* Task item *
Output the entries below without any alteration.

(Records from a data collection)
· · · · ·

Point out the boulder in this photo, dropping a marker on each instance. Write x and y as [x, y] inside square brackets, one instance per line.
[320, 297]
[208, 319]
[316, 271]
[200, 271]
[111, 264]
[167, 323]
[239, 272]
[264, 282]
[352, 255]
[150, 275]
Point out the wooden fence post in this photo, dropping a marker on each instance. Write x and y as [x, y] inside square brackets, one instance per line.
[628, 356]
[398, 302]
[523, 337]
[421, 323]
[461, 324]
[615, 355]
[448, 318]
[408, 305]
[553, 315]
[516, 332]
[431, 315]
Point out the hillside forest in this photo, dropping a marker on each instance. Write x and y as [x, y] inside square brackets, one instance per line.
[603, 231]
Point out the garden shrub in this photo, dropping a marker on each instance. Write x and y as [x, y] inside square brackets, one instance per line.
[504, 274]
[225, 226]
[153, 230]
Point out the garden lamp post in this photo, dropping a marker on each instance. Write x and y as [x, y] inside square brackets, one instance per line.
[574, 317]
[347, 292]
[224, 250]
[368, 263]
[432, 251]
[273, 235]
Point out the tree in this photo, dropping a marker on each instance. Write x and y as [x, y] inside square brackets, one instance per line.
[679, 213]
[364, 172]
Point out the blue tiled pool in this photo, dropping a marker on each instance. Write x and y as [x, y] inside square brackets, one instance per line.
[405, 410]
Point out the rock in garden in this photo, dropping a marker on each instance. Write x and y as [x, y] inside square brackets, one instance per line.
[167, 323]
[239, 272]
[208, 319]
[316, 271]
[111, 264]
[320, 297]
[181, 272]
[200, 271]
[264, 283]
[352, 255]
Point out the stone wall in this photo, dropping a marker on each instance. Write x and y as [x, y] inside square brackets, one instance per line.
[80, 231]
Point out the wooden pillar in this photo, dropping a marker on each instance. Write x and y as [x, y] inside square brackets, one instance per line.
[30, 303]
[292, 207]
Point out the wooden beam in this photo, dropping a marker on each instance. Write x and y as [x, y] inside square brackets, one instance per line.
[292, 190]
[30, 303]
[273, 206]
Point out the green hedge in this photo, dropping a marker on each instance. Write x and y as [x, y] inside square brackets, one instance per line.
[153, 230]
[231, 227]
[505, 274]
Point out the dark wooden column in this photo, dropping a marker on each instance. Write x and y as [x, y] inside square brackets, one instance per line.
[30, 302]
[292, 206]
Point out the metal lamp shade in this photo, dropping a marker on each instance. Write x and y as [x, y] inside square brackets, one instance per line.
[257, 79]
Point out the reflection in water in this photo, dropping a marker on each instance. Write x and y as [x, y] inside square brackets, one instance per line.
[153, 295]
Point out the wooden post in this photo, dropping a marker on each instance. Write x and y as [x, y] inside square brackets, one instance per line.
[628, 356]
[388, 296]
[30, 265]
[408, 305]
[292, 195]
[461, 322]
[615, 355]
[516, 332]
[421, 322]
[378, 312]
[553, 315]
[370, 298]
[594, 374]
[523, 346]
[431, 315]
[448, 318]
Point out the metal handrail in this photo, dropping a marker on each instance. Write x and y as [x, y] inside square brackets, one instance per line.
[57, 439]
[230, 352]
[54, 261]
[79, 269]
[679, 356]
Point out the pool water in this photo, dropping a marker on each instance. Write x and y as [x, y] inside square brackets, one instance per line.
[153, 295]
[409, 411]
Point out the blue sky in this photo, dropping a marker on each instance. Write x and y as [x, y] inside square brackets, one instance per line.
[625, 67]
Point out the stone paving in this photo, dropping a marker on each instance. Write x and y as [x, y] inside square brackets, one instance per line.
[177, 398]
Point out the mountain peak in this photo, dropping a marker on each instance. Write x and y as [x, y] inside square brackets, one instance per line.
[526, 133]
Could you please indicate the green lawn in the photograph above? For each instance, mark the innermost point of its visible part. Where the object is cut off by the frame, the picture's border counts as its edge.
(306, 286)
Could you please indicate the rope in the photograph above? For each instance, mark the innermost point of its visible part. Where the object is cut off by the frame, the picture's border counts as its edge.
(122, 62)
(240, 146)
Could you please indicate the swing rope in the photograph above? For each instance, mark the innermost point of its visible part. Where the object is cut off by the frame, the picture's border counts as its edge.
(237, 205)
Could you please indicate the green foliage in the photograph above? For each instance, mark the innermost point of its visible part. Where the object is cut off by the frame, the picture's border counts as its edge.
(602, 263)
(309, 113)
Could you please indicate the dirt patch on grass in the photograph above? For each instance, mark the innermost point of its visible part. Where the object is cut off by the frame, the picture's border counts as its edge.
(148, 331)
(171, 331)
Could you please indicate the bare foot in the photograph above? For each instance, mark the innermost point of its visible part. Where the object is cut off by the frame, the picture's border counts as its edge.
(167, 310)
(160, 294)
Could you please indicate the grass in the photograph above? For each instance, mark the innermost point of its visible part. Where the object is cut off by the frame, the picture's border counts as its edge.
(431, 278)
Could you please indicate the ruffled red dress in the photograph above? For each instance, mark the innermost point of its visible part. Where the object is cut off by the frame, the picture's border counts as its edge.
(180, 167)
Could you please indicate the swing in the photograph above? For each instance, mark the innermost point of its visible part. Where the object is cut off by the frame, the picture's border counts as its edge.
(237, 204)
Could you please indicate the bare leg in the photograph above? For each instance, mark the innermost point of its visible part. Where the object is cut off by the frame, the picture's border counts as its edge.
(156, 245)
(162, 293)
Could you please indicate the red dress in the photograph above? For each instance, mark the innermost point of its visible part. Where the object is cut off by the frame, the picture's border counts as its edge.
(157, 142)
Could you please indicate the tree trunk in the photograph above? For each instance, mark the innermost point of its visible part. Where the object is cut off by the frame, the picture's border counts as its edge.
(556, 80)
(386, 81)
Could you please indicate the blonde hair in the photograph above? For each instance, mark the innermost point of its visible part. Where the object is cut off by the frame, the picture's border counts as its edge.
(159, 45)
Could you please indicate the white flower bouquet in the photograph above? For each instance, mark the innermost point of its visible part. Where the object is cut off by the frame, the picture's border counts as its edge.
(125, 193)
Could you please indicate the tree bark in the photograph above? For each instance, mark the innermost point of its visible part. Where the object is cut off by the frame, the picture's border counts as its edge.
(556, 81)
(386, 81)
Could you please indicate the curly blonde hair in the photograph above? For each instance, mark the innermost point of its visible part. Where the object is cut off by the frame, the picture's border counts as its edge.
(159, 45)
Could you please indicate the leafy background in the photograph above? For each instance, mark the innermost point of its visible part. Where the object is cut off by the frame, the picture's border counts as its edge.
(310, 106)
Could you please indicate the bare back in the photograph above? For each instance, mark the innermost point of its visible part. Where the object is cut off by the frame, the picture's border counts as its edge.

· · · · ·

* Reply to the exercise *
Point out the boulder in this photo, dropping a marker on each instance. Write x and y as [x, y] inside square brackets, one instance per line.
[320, 297]
[208, 319]
[316, 271]
[200, 271]
[111, 264]
[167, 323]
[239, 272]
[264, 282]
[352, 255]
[150, 275]
Point out the wooden fence post in this photo, dropping a marker on each instance. Write x and y as [x, y] inside square brackets, one instance per line.
[628, 356]
[398, 302]
[523, 337]
[421, 323]
[461, 324]
[615, 355]
[448, 318]
[408, 305]
[553, 315]
[516, 332]
[431, 315]
Point out the hillside forest in this photo, dropping a marker on each instance. Write x and y as [x, y] inside square brackets, one instance per line.
[603, 231]
Point out the garden shrub in this photo, dropping a marker on each instance. Write x and y as [x, y] inside square brackets, one instance per line.
[504, 274]
[225, 226]
[153, 230]
Point out the garden lamp post in this photo, dropping a marker on each instance. Write x and y as [x, y] inside square brackets, one instance per line.
[574, 317]
[347, 292]
[224, 250]
[368, 263]
[432, 251]
[273, 235]
Point out the tree in this photo, dropping a marker on each instance. Write x and y as [x, y] inside square brackets, one instance per line.
[679, 213]
[364, 172]
Point out the blue tiled pool in this photo, dropping a marker on each instance. Write x and y as [x, y] inside square brackets, one instance per line.
[405, 410]
Point out the rock in garden in this photo, dropping a marker on each instance. Write x and y as [x, y] inside square brackets, one instance per line.
[167, 323]
[239, 272]
[208, 319]
[316, 271]
[111, 264]
[320, 297]
[181, 272]
[200, 271]
[264, 283]
[352, 255]
Point out the stone wall in this photo, dropping a marker on each instance. Write x and y as [x, y] inside square brackets, one instance per line.
[80, 231]
Point out the wooden pillar in this photo, dropping a marker on each instance. Write x and y as [x, y] inside square brackets, one instance per line.
[30, 303]
[292, 207]
Point out the wooden beam in this photo, dropping a marker on each instance. Write x and y as [x, y] inside square brackets, one instance per line.
[292, 190]
[30, 303]
[273, 206]
Point out the green hedge in this photo, dropping a marker on each instance. Write x and y as [x, y] inside square brackets, one instance per line.
[153, 230]
[231, 227]
[505, 274]
Point out the dark wooden column in this photo, dropping a marker on each instance. Write x and y as [x, y] inside square brackets, one instance per line.
[30, 302]
[292, 206]
Point out the metal lamp shade in this photo, dropping a marker on each instance. Write x and y as [x, y] inside square brackets, one instance per line.
[257, 79]
Point out the reflection in water in this photo, dropping a marker on each instance. Write x and y as [x, y] inside square brackets, one instance per line.
[153, 295]
Point out the wooden post in this photo, dropping a marker on each instance. Write x and y as [x, y] inside square brackets, one instance per line.
[628, 356]
[388, 296]
[30, 265]
[408, 305]
[292, 195]
[461, 322]
[615, 355]
[516, 332]
[421, 322]
[378, 312]
[553, 315]
[370, 298]
[594, 374]
[523, 346]
[431, 315]
[448, 318]
Point out the metal handrail in this photo, dropping a marker on each instance. Write x and y as [x, y] inside square brackets, one instance per line.
[57, 439]
[230, 352]
[54, 261]
[79, 269]
[679, 356]
Point out the pool water in this photo, dropping a marker on each instance. Write x and y as [x, y] inside square brackets, one instance per line.
[153, 295]
[409, 411]
Point out the blue sky in this photo, dropping a marker on each instance. Write x and y as [x, y] inside square brackets, one instance per line.
[625, 67]
Point out the stone paving in this photo, dropping a marker on each instance. Write x and y as [x, y] inside square brackets, one instance per line.
[177, 398]
Point out the mountain peak in this photo, dropping a marker on each instance. Write x and y as [x, y] inside square brackets, one instance per line.
[526, 133]
Could you please indicate the green lawn in the photograph above? For each instance, mark the innermost point of its visible part. Where the object is cut off by the frame, the picture's border counts as its edge.
(306, 286)
Could you please indicate the rope in the photograph above? For each instance, mark the innermost point of its visible part. Where the object is cut off by the frame, the picture's border counts as its edge.
(122, 62)
(240, 146)
Could you please indicate the swing rope in the photograph above? For each instance, mark the innermost point of its visible part. Where the object is cut off by the frame, the picture's border counts as its edge.
(237, 205)
Could you please indicate the green foliage in the photograph above? For each instance, mark the innermost point of its visible part. Where the object is cut off by the frame, the picture's border counts as its edge.
(602, 263)
(309, 113)
Could you please indicate the dirt patch on grass in the photograph above? For each instance, mark the innermost point of its visible part. Where the object is cut off by the frame, the picture's border counts as its edge.
(148, 331)
(171, 331)
Could you please indicate the bare foot in the photograph above? For each instance, mark the innermost point of its visible part. Where the object is cut off by the frame, the picture's border counts as its edge.
(167, 310)
(160, 294)
Could you please indicate the grass in the photograph above? For each instance, mark the innermost point of its visible part. Where the object is cut off by the frame, the picture's border counts as its edge.
(431, 278)
Could you please indicate the ruffled red dress in the photograph above? For each instance, mark the innermost point of its visible part. Where the object is cut off by the frame, the picture's border counts as its edge.
(180, 167)
Could you please indicate the swing in the photograph above? For each instance, mark the innermost point of its visible part. Where the object is cut off by the frame, the picture's border counts as its edge.
(237, 204)
Could you please indicate the bare leg in the photograph above? For each instance, mark the innermost point of its visible part. Where the object is cut off by the frame, the picture's border counts as its edge.
(156, 245)
(162, 293)
Could you please indicate the red dress in the photograph above? For each instance, mark the innermost point of its visible part. Where the object is cut off by the frame, the picture's border counts as its edge.
(157, 142)
Could you please indicate the tree trunk in the photograph above? For each instance, mark the innermost point of its visible part. Where the object is cut off by the frame, the picture's border counts as its edge.
(556, 80)
(386, 81)
Could you please indicate the blonde hair in the photograph above? For each instance, mark the innermost point of its visible part. Where the object is cut off by the frame, the picture's border counts as its edge.
(159, 45)
Could you please indicate the white flower bouquet in the photograph above? For each instance, mark the innermost point of its visible part. Where the object is cut off by the frame, the picture's border counts as its edge.
(125, 193)
Could you please indicate the tree bark in the photograph above? For each instance, mark the innermost point of its visible part. Where the object is cut off by the frame, the picture's border counts as its edge.
(556, 81)
(386, 81)
Could you please indicate the curly blonde hair in the photograph above? For each instance, mark the innermost point of its visible part. Where the object is cut off by the frame, the picture's border counts as its edge.
(159, 45)
Could you please indicate the leafy background in the photograph above? For each instance, mark the innermost point of its visible part. Where the object is cut off by the frame, the picture's border counts as its edge.
(310, 106)
Could you please indicate the bare back in the photograph above? For each instance, mark the innermost point of its visible part. Where the object is cut off by the frame, the picture's border counts as its edge.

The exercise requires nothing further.